Testo di partenza.

>>>>

Incontro con Laurell K Hamilton, autrice di Anita Blake
Il problema è che tutto questo, la Hamilton ha iniziato a scriverlo nel 1992, aggiudicandosi da allora lodi sperticate di colleghi che le attribuiscono «la fantasia più fertile della narrativa contemporanea», del New York Times che inserisce regolarmente le sue pubblicazioni nei best seller dell’anno, e fornendo probabilmente ispirazione a tutti quei fenomeni successivi – True Blood compreso – che sono stati poi tradotti in film e serie televisive di grande successo.
In pratica, Laurell K Hamilton è la madre mai abbastanza riconosciuta della paranormal romance e della distopia. Come se non bastasse, ad un certo punto della narrazione ha consentito alla sua eroina di praticare sesso esplicito, descritto con dovizia di particolari, con i suoi numerosi (e bellissimi) amanti soprannaturali, ere geologiche prima di 50 sfumature di grigio.
Ma allora, come mai cinema e tv non le hanno mai riconosciuto i suoi meriti?
Comincio giusto a pensare che qualche scrittore del mio stesso genere mi debba delle percentuali (ride). In verità, non lo so neanch’io. Una produzione aveva opzionato i diritti di Anita Blake per una serie televisiva, ma poi ho scoperto che Hollywood dispensa molte più prelazioni di quante poi ne mandi realmente in porto. Mi piacerebbe ancora che venisse tratto un bel serial dalla mia saga, ma preferisco che non ne venga fatto nessuno, piuttosto di uno scadente.
Anita Blake le somiglia molto fisicamente e ha perso la mamma da bambina, come è accaduto a lei. Però fa resuscitare i morti, anche se temporaneamente. Quanto è stato terapeutico, per lei, creare questo personaggio?
Moltissimo, davvero, anche se all’inizio non mi sono resa conto di quanto della mia perdita precoce, e di tutte le conseguenze, stessi realmente riversando in quello che scrivevo. Se mi fossi accorta di quanto attingevo dal mio cuore, forse sarei stata meno spontanea. Quindi è un bene che tutto sia successo inconsapevolmente, per molti anni.
Anita porta sempre con sé un’arma, dice di sentirsi nuda, quando è disarmata. Per noi è una sensazione difficile da comprendere perché, come sa, in Europa procurarsi un’arma non è così facile come da voi, negli Usa. Lei pensa davvero che una pistola faccia sentire più sicuri, soprattutto dopo le tante stragi degli ultimi tempi, a causa di armi lasciate incustodite in case dove abitava anche uno squilibrato?

<<<<

Materiale fornito.

>>>>

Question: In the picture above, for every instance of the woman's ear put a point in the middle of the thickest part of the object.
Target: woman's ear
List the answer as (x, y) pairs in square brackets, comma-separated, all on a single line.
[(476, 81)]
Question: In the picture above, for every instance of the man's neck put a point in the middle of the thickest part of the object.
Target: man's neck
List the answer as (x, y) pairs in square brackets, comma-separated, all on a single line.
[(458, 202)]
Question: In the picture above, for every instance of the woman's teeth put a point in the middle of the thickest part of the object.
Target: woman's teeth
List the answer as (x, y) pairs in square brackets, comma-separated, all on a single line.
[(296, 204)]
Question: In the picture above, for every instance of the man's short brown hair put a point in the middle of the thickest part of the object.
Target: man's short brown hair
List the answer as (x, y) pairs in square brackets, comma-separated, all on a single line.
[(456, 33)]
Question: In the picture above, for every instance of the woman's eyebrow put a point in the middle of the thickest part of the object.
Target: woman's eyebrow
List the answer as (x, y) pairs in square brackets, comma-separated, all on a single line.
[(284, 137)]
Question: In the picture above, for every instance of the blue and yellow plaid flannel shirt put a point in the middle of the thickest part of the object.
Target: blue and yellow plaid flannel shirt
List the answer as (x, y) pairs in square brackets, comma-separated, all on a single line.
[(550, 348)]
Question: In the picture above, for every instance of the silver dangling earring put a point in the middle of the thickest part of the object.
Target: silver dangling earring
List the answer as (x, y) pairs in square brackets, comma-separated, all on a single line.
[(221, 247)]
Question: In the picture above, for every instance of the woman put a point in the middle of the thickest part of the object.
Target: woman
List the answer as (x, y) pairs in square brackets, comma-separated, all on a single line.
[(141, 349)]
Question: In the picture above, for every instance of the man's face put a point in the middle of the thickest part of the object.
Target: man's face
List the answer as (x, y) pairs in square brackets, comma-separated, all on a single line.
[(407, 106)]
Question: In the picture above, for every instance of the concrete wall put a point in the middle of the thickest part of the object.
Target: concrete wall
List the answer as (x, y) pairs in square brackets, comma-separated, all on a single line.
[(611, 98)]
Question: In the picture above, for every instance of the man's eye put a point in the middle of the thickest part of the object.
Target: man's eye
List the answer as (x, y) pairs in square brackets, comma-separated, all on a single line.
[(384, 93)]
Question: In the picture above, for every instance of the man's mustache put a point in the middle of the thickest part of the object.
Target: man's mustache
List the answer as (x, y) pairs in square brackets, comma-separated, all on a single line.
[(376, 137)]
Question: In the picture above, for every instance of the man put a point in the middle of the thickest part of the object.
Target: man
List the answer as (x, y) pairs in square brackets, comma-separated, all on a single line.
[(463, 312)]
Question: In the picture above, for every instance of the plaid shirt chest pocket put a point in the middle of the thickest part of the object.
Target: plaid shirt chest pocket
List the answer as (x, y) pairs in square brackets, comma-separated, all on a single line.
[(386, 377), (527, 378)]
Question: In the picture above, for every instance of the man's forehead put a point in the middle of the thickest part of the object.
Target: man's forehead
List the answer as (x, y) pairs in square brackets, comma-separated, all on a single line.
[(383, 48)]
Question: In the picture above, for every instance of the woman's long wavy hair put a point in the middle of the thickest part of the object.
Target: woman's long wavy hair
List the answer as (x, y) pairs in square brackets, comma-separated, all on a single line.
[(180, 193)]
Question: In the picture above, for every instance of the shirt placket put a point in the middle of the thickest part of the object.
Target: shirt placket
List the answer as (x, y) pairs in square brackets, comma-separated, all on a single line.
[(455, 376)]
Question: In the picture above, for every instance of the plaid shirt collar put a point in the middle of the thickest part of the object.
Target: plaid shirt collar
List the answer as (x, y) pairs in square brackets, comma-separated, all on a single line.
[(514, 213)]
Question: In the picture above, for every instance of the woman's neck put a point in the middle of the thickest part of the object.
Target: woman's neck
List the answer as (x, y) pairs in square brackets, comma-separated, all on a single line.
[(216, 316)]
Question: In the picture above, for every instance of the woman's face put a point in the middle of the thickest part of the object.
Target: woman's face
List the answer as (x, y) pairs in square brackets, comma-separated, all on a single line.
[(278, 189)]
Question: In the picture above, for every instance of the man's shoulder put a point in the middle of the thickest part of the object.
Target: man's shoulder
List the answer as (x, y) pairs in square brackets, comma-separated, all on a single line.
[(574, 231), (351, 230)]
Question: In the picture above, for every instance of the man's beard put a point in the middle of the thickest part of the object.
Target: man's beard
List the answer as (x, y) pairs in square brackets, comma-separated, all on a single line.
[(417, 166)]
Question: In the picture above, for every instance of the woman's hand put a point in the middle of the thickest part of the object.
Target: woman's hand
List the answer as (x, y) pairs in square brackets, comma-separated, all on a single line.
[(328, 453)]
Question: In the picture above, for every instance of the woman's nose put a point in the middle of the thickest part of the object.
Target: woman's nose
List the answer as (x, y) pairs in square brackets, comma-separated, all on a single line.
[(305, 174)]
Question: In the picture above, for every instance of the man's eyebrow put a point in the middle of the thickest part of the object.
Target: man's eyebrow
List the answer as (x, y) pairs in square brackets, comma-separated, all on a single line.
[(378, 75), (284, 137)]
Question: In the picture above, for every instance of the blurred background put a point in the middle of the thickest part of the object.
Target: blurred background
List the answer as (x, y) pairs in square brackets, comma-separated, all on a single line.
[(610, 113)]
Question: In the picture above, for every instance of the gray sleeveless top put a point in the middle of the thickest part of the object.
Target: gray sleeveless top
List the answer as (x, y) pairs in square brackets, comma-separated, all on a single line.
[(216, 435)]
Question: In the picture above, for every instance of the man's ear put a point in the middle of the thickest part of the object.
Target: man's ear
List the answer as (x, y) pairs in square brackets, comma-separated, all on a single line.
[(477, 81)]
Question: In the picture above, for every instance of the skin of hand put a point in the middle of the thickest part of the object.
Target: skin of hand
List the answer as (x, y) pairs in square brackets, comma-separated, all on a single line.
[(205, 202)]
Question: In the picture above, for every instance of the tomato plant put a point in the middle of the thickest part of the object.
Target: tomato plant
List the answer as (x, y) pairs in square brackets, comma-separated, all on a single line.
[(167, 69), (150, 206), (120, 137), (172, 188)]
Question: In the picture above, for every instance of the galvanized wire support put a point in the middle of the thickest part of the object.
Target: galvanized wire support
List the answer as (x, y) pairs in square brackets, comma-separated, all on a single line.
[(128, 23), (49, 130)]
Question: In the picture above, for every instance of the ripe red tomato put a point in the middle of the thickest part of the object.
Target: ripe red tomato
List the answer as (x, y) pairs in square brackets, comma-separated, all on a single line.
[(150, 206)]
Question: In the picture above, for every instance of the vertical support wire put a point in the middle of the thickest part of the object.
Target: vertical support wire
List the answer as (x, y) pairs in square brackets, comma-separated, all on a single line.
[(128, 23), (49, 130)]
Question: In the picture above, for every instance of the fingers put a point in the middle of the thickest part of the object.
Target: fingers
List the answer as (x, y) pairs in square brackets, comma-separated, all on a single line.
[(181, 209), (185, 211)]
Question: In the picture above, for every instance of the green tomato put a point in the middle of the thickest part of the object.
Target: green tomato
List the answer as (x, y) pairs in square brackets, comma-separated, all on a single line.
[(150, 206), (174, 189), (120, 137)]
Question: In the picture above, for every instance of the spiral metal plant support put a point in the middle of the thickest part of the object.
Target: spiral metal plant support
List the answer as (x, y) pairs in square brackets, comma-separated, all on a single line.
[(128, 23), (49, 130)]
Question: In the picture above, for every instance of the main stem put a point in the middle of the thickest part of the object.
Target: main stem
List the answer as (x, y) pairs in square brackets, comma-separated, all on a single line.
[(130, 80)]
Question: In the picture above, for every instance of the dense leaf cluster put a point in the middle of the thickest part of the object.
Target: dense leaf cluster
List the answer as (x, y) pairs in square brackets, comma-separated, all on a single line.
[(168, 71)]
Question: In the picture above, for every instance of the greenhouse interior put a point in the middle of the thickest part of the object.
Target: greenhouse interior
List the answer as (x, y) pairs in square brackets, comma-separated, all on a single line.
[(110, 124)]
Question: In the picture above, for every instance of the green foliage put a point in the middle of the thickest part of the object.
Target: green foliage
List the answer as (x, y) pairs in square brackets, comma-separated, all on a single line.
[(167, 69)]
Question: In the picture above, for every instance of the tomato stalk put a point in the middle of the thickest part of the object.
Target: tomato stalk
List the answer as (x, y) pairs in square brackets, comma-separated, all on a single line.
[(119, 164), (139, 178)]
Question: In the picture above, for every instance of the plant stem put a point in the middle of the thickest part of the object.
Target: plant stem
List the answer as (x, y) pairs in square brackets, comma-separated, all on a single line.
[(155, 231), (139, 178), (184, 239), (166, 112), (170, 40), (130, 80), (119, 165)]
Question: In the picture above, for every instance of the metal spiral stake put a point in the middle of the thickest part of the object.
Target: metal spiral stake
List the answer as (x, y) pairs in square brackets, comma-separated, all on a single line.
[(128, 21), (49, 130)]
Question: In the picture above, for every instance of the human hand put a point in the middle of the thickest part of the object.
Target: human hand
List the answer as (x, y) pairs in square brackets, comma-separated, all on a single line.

<<<<

Cosa fare.
a – Riporta tutte le frasi dell'intervista che terminano con un punto interrogativo.
b – Trascrivi dall'intervista il brano che va da «Incontro con Laurell» a «di grande successo.».

Risposte.
a –
- Ma allora, come mai cinema e tv non le hanno mai riconosciuto i suoi meriti?
- Quanto è stato terapeutico, per lei, creare questo personaggio?
- Lei pensa davvero che una pistola faccia sentire più sicuri, soprattutto dopo le tante stragi degli ultimi tempi, a causa di armi lasciate incustodite in case dove abitava anche uno squilibrato?

b –
Incontro con Laurell K Hamilton, autrice di Anita Blake
Il problema è che tutto questo, la Hamilton ha iniziato a scriverlo nel 1992, aggiudicandosi da allora lodi sperticate di colleghi che le attribuiscono «la fantasia più fertile della narrativa contemporanea», del New York Times che inserisce regolarmente le sue pubblicazioni nei best seller dell’anno, e fornendo probabilmente ispirazione a tutti quei fenomeni successivi – True Blood compreso – che sono stati poi tradotti in film e serie televisive di grande successo.